** Task to carry out **
Output, exactly and in full, the entries that appear below.

** Available records **
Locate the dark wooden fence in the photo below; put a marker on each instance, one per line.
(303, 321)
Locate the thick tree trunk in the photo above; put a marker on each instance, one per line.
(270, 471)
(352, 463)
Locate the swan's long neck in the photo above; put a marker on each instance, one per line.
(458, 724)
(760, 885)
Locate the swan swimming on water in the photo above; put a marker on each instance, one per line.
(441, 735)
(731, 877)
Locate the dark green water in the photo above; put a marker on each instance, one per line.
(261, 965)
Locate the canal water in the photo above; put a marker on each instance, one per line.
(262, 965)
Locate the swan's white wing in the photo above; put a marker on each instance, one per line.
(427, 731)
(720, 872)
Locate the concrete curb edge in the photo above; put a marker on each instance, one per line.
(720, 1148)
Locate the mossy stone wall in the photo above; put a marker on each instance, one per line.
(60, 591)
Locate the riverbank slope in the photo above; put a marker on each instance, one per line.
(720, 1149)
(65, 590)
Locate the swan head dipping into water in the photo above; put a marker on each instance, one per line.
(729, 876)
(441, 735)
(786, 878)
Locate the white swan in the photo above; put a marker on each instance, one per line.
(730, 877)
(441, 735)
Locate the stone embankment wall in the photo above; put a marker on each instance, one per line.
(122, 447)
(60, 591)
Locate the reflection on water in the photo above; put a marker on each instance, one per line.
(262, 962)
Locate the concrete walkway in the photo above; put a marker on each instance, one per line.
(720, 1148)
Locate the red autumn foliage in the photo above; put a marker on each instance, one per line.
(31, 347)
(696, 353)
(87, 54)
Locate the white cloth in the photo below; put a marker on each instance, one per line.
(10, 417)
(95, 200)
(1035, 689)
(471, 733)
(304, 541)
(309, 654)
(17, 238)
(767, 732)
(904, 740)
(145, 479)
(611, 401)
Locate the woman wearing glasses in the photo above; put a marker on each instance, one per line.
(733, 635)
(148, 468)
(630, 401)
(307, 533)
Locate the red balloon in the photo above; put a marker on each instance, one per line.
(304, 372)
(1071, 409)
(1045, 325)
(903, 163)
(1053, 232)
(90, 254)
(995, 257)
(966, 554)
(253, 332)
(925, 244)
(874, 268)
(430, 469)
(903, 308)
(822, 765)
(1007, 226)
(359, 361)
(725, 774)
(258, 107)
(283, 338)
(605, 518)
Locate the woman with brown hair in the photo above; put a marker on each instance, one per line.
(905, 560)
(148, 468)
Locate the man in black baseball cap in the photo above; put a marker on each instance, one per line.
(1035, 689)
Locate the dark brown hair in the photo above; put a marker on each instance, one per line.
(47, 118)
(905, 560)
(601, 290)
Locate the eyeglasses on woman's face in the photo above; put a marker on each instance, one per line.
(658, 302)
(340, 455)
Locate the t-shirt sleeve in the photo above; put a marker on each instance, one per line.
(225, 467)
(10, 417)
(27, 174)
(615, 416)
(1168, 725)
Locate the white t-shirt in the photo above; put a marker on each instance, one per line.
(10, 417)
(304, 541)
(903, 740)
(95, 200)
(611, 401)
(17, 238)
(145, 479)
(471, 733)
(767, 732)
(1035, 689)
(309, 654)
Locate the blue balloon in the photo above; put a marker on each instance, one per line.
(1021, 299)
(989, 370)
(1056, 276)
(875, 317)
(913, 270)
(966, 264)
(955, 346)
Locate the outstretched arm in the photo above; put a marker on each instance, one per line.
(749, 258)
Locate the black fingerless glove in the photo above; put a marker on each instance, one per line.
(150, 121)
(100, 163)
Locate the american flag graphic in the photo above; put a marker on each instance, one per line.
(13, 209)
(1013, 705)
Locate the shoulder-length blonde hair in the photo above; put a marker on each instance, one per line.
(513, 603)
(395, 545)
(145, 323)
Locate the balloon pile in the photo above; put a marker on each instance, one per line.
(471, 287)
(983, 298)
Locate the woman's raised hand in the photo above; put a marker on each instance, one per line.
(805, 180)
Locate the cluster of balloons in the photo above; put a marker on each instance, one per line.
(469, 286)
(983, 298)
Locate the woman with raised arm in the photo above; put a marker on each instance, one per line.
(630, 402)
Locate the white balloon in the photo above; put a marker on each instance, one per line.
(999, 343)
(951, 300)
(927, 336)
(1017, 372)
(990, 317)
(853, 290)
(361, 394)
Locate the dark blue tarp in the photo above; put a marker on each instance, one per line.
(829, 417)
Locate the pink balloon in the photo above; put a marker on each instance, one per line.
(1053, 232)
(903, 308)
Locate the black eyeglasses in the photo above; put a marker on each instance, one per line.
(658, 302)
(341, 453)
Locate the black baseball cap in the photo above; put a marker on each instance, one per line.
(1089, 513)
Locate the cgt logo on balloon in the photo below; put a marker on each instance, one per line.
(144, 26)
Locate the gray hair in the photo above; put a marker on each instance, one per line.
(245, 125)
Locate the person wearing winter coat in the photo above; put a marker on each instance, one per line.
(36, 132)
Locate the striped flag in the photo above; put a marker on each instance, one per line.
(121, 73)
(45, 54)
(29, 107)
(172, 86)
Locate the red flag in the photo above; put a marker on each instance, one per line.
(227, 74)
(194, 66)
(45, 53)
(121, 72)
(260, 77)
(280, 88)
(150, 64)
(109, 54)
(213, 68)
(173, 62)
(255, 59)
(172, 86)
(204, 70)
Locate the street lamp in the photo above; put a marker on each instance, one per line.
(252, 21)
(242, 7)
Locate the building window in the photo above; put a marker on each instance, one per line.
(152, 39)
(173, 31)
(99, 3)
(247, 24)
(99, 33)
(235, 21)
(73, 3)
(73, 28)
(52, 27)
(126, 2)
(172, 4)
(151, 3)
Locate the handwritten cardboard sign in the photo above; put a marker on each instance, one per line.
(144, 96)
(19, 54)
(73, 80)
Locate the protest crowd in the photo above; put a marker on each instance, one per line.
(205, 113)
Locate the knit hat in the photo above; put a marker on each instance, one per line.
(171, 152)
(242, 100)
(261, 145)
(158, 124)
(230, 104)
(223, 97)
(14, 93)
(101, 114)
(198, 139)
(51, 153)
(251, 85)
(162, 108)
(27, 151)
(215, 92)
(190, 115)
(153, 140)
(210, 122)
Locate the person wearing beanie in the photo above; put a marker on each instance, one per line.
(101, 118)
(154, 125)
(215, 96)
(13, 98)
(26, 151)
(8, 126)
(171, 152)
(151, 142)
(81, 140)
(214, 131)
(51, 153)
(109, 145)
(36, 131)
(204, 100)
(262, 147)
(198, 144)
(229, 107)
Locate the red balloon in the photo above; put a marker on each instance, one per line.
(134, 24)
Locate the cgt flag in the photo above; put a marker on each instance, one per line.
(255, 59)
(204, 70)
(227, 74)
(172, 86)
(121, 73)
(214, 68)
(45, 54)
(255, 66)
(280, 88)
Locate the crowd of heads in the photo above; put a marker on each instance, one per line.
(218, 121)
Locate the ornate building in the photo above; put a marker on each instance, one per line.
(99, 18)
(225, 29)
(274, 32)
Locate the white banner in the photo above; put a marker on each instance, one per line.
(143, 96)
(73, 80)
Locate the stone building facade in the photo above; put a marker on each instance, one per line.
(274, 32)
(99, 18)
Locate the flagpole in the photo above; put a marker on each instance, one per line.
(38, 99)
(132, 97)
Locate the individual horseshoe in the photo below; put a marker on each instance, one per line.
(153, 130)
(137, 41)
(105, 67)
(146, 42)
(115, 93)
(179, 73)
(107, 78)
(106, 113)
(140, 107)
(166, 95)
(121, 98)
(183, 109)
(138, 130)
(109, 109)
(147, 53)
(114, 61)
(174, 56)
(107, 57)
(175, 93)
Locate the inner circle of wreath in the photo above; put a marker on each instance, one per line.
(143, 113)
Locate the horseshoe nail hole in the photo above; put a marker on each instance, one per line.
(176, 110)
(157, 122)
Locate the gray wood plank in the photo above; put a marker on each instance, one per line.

** Answer to this problem **
Locate the dark wooden fence in the photo below; put a marker on each instance, one per line.
(303, 321)
Locate the thick tree trunk in the photo above; put a marker on each instance, one per line.
(270, 471)
(352, 463)
Locate the swan's long neck in the photo above; put a marker on each instance, one per line.
(458, 724)
(760, 885)
Locate the swan swimming on water in the photo above; put a marker on each instance, one per line.
(441, 735)
(731, 877)
Locate the dark green water in the photo above; put a marker on each instance, one per line.
(261, 965)
Locate the canal water in the photo above; put a marker on each instance, one per line.
(262, 965)
Locate the swan's white wing in the photo above; put a marker on each instance, one per line.
(427, 731)
(720, 872)
Locate the concrete curb edge in the photo above; put a marker on each instance, one per line.
(720, 1148)
Locate the mossy stone wall in the photo above; put a marker on each instance, one per line.
(60, 591)
Locate the riverbank slope in the photo above; put a marker on each instance, one per line.
(720, 1149)
(65, 590)
Locate the swan head dipping into water in the photo above; put a marker on each instance, one per line.
(729, 876)
(441, 735)
(786, 878)
Locate the white swan in the photo above; put a marker on each instance, one per line.
(730, 877)
(441, 735)
Locate the stone embankment wall in the photo above; put a marker on each instance, one per line.
(122, 447)
(60, 591)
Locate the reflection on water in the photo above; put a marker on each instance, one per line.
(262, 962)
Locate the concrete walkway in the photo above; put a marker on each instance, one per line.
(720, 1148)
Locate the red autumn foliage in the photo above; put a marker on each instance, one per line.
(31, 347)
(696, 353)
(87, 54)
Locate the white cloth in the photo below; put a marker on each instance, one per line.
(10, 417)
(95, 200)
(1035, 689)
(471, 733)
(304, 541)
(309, 654)
(17, 238)
(767, 732)
(904, 740)
(145, 479)
(611, 401)
Locate the woman wearing glasses in the photo above; put a marker on each instance, one per line.
(733, 635)
(148, 468)
(630, 401)
(307, 533)
Locate the red balloon in the photo above; put a marker on each instance, one per line.
(304, 372)
(1071, 409)
(1045, 325)
(903, 163)
(1053, 232)
(90, 254)
(995, 257)
(966, 554)
(253, 332)
(925, 244)
(874, 268)
(430, 469)
(903, 308)
(822, 765)
(1007, 226)
(359, 361)
(725, 774)
(258, 107)
(283, 338)
(605, 518)
Locate the woman with brown hair in the photo above; put a marker on each instance, one per line.
(905, 560)
(148, 468)
Locate the man in black baseball cap in the photo above; put a marker on each instance, one per line.
(1035, 689)
Locate the dark brown hair in the photo above; put a marker on each instance, one per line.
(47, 118)
(905, 560)
(601, 290)
Locate the eyeglasses on woman's face in the photo above; put a marker on each instance, one per line.
(658, 302)
(340, 455)
Locate the t-shirt sleeve in the photo above; put a marker on each instance, one per line.
(225, 467)
(10, 417)
(27, 174)
(615, 416)
(1168, 725)
Locate the white t-shirt in the photo above; put a marker on each instance, one per line.
(10, 417)
(304, 541)
(903, 740)
(95, 200)
(611, 401)
(17, 238)
(145, 479)
(471, 733)
(767, 732)
(1035, 689)
(309, 654)
Locate the blue balloon in the photo above; put a marker on each instance, one per line.
(1021, 299)
(989, 370)
(1056, 276)
(875, 317)
(913, 270)
(966, 264)
(955, 346)
Locate the outstretched arm in the photo above; put a marker on each instance, one per line.
(749, 258)
Locate the black fingerless glove in the photo above; put a marker on each instance, one per line.
(150, 121)
(100, 163)
Locate the american flag graphic in the photo above; put a marker on each instance, one per line.
(13, 209)
(1013, 705)
Locate the shoulder-length blonde hair in the photo above; put a marker on each instance, one per line.
(513, 603)
(395, 545)
(145, 323)
Locate the balloon pile in the photo above; put a marker on each instance, one per line.
(471, 287)
(983, 298)
Locate the woman's raised hand in the photo above; put a marker on each instance, one per line.
(805, 180)
Locate the cluster of balloons in the photo above; put a marker on each instance, one per line.
(469, 286)
(983, 298)
Locate the woman with raised arm in the photo above; put a marker on each instance, one per line.
(630, 402)
Locate the white balloon in the photo above; put a marker on each instance, one per line.
(999, 343)
(951, 300)
(927, 336)
(1017, 372)
(990, 317)
(853, 290)
(361, 394)
Locate the dark blue tarp in the photo above; put a marker on each instance, one per line.
(829, 417)
Locate the pink balloon in the photo above; put a marker on each instance, one per line.
(1053, 232)
(903, 308)
Locate the black eyeglasses in the photo above; put a marker on each instance, one per line.
(658, 302)
(341, 453)
Locate the black baseball cap in the photo above; put a marker on each instance, one per line.
(1089, 513)
Locate the cgt logo on balloon in the photo below; put a marker on each instance, one per line.
(144, 26)
Locate the gray hair in the photo above; put a marker on each instance, one per line.
(245, 125)
Locate the person wearing winter coat in the photo above; put a marker on each instance, one per line.
(36, 132)
Locate the striped flag in the photo above; put a marker on each instance, one per line.
(121, 73)
(45, 54)
(29, 107)
(172, 86)
Locate the red flag in the photo above; put a marker on each instance, one per line.
(227, 74)
(194, 66)
(45, 53)
(121, 72)
(260, 77)
(280, 88)
(150, 64)
(109, 54)
(213, 68)
(173, 62)
(255, 59)
(172, 86)
(204, 70)
Locate the street lamp in the photo above; put a marker on each instance, one per line.
(252, 21)
(242, 7)
Locate the building window in the photo above; put a marker on each instance, one per line.
(152, 39)
(173, 31)
(99, 3)
(247, 24)
(99, 33)
(235, 21)
(73, 3)
(73, 28)
(52, 27)
(126, 2)
(172, 4)
(151, 3)
Locate the handwritten cardboard sign in the photo above; put a marker on each instance, one per line.
(144, 96)
(19, 54)
(73, 80)
Locate the protest crowd in the photo above; put a marker on each instance, one per line.
(205, 113)
Locate the knit hat in the photo above; put a marker on each instance, one per line.
(171, 152)
(242, 100)
(261, 145)
(158, 124)
(230, 104)
(223, 97)
(14, 93)
(101, 114)
(198, 139)
(51, 153)
(251, 85)
(162, 108)
(27, 151)
(215, 92)
(190, 115)
(153, 140)
(210, 122)
Locate the person wearing beanie in the photo above; put a marker on each instance, one per line.
(101, 118)
(154, 125)
(215, 96)
(13, 98)
(26, 151)
(8, 126)
(171, 152)
(151, 142)
(81, 140)
(214, 131)
(51, 153)
(109, 145)
(36, 131)
(204, 100)
(262, 147)
(198, 144)
(229, 107)
Locate the red balloon in the photo above; put a marker on each instance, one per line.
(134, 24)
Locate the cgt flag in the photo above; put a marker on each instance, one per line.
(255, 59)
(204, 70)
(227, 74)
(172, 86)
(121, 73)
(214, 68)
(45, 54)
(255, 66)
(280, 88)
Locate the crowd of heads in the photo above; put a marker on each instance, one per line.
(218, 121)
Locate the ornate building in the photo above; put a marker on each instance, one per line.
(99, 18)
(225, 29)
(274, 32)
Locate the white banner in the photo above; put a marker on each instance, one per line.
(143, 96)
(73, 80)
Locate the stone building facade in the photo above; put a marker on each instance, one per line.
(274, 32)
(99, 18)
Locate the flagpole in the photo above; put a marker on each instance, one per line.
(38, 99)
(132, 97)
Locate the individual horseshoe in the photo below; put a marker on each instance, one per line.
(153, 130)
(137, 41)
(105, 67)
(146, 42)
(115, 93)
(179, 73)
(107, 78)
(106, 113)
(140, 107)
(166, 95)
(121, 98)
(183, 109)
(138, 130)
(109, 109)
(147, 53)
(114, 61)
(174, 56)
(107, 57)
(175, 93)
Locate the inner circle of wreath in the photo above; put a marker on each instance, one per line.
(143, 113)
Locate the horseshoe nail hole in the photo above; put a marker on each instance, one per line.
(176, 110)
(157, 122)
Locate the gray wood plank in the photo above; put a marker on each instance, one per line.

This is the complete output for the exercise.